- Extrait:

Les quatre erreurs du préfet Gilles Clavreul

Gilles Clavreul, alors à la tête de la Délégation Interministérielle à la lutte contre le racisme et l’antisémitisme (DILCRA), a qualifié en 2015 le Collectif contre l’islamophobie en France (CCIF) d’ «antisémite». La Cour d’Appel de Paris vient de le condamner pour diffamation. Voici le témoignage que j’ai donné lors du procès, le 18 septembre.

En qualifiant le Collectif contre l’islamophobie en France (CCIF) d’« antisémite », Gilles Clavreul n’a pas seulement offensé la vérité : il a aussi révélé, à mon avis, combien sa vision de l’antisémitisme et sa stratégie de combat contre lui sont erronées. Ces questions me préoccupent comme citoyen, comme historien, mais aussi comme descendant de deux familles éprouvées par la Shoah : mon père est un survivant d’Auschwitz et ma mère a dû être cachée au Chambon-sur-Lignon.

La démarche de Gilles Clavreul comporte, selon moi, quatre erreurs majeures.

1) Il isole l’antisémitisme des autres formes de racisme et donne une vision catastrophiste de son développement dans notre pays.

Ce n’est pas par hasard qu’il a signé le « Manifeste contre le nouvel antisémitisme [[Le Parisien, 21 avril 2018.]] », qui parle d’« antisémitisme meurtrier » et de « terreur qui se répand ». C’est évidemment faux.

« Les juifs sont-ils des “Français comme les autres” ? » À cette question, en 1946, seuls 37 % de nos compatriotes répondaient par l’affirmative. En 2018, la proportion atteint… 88,9 %, selon une enquête d’IPSOS [[www.cncdh.fr/…/23072019_version_corrigee_rapport_racisme.pdf]] pour la Commission nationale consultative des droits de l’homme (CNCDH). Autant dire que l’antisémitisme comme idéologie a été marginalisé.

En revanche, les sondeurs observent la persistance de certains préjugés, bien qu’en recul. Dans la même enquête d’IPSOS, de 20 % à 36 % des Français partagent des idées reçues telles que « pour les juifs français, Israël compte plus que la France », « les juifs ont un rapport particulier à l’argent », « les juifs ont trop de pouvoir en France ». Mais il existe aussi des préjugés contre les Corses, les Bretons ou les Auvergnats. Parlera-t-on pour autant de racisme anti-corse, anti-breton ou anti-auvergnat ?

- Exercices:
1. Répondez aux questions suivantes à partir de l'extrait.
(a) En quelle année Gilles Clavreul a-t-il qualifié le CCIF d'« antisémite » ?
(b) En 1946, quelle proportion des Français répondaient par l'affirmative à la question « Les juifs sont-ils des “Français comme les autres” ? » ?
(c) Où la mère évoquée dans l'extrait a-t-elle dû être cachée ?
2. Transcrivez le passage de l'extrait qui débute aux mots « En qualifiant le » et s'arrête après « cachée au Chambon-sur-Lignon. ».

- Données présentées:
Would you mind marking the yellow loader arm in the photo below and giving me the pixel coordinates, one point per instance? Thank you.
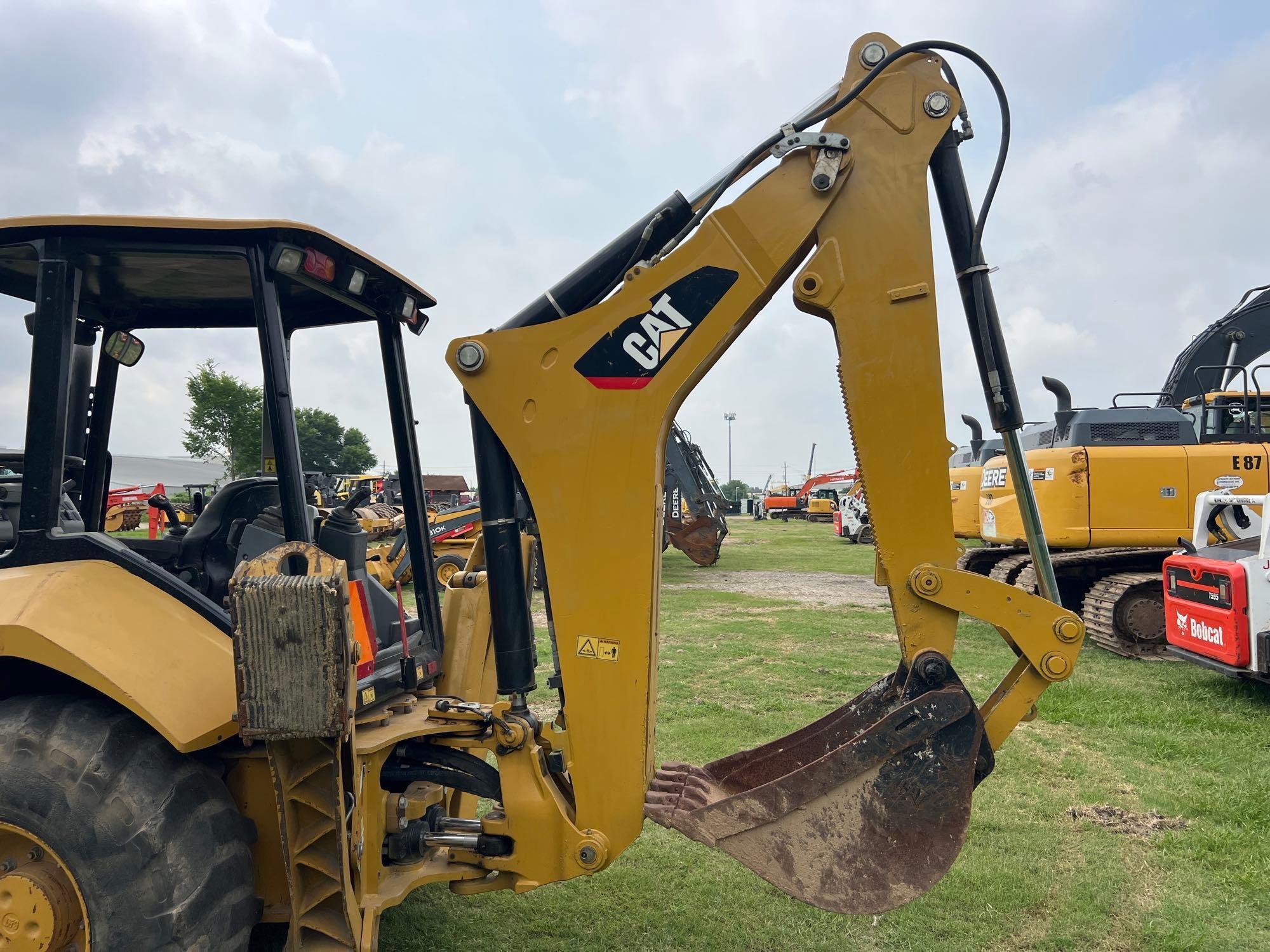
(867, 808)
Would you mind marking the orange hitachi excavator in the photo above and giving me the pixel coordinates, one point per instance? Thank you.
(803, 505)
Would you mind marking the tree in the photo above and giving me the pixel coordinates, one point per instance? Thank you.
(328, 447)
(224, 421)
(358, 455)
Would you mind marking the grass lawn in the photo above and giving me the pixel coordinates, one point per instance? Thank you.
(739, 670)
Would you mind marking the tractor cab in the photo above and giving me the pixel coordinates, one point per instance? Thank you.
(97, 286)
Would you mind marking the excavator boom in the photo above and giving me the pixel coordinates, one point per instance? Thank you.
(867, 808)
(697, 511)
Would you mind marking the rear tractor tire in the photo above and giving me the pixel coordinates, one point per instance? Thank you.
(445, 568)
(111, 838)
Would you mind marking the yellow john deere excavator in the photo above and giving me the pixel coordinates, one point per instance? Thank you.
(156, 695)
(966, 473)
(1118, 484)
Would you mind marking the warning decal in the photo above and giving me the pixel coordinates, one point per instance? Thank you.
(604, 649)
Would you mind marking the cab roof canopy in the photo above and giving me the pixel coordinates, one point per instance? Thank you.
(142, 272)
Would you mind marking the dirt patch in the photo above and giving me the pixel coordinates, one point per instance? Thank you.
(806, 588)
(1113, 818)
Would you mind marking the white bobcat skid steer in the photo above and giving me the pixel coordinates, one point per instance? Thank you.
(1217, 596)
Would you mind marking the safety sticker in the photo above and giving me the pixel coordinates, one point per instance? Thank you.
(604, 649)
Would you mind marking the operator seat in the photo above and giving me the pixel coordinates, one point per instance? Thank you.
(211, 544)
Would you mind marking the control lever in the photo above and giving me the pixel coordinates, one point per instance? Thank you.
(161, 502)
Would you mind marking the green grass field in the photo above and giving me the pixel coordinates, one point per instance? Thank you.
(739, 670)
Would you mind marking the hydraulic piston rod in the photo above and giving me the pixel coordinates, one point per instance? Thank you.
(990, 347)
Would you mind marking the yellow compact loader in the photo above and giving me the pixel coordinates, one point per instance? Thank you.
(236, 723)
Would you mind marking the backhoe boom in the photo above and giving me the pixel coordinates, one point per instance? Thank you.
(582, 407)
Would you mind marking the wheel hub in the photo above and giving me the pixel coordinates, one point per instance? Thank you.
(41, 908)
(1144, 618)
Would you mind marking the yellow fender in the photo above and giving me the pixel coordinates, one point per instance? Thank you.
(124, 638)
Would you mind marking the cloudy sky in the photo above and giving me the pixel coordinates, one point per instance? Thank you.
(485, 149)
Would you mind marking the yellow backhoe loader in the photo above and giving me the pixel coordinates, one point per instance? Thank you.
(173, 771)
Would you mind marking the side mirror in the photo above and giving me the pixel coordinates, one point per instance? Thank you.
(124, 347)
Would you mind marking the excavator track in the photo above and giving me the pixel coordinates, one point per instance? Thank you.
(1009, 568)
(1126, 614)
(984, 559)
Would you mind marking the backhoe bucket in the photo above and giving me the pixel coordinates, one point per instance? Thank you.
(699, 540)
(858, 813)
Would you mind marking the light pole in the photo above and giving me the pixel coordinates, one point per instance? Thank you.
(730, 418)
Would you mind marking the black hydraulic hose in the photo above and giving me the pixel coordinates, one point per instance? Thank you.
(397, 776)
(920, 48)
(415, 755)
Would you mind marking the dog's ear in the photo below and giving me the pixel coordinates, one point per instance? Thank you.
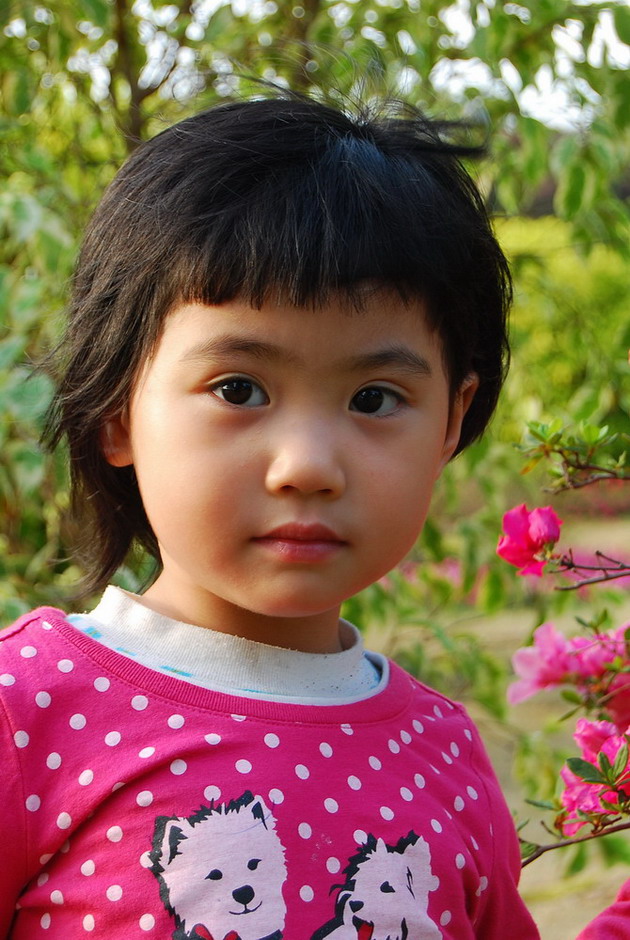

- Liste des réponses:
1.
(a) En 2015.
(b) 37 %.
(c) Au Chambon-sur-Lignon.

2.
En qualifiant le Collectif contre l’islamophobie en France (CCIF) d’« antisémite », Gilles Clavreul n’a pas seulement offensé la vérité : il a aussi révélé, à mon avis, combien sa vision de l’antisémitisme et sa stratégie de combat contre lui sont erronées. Ces questions me préoccupent comme citoyen, comme historien, mais aussi comme descendant de deux familles éprouvées par la Shoah : mon père est un survivant d’Auschwitz et ma mère a dû être cachée au Chambon-sur-Lignon.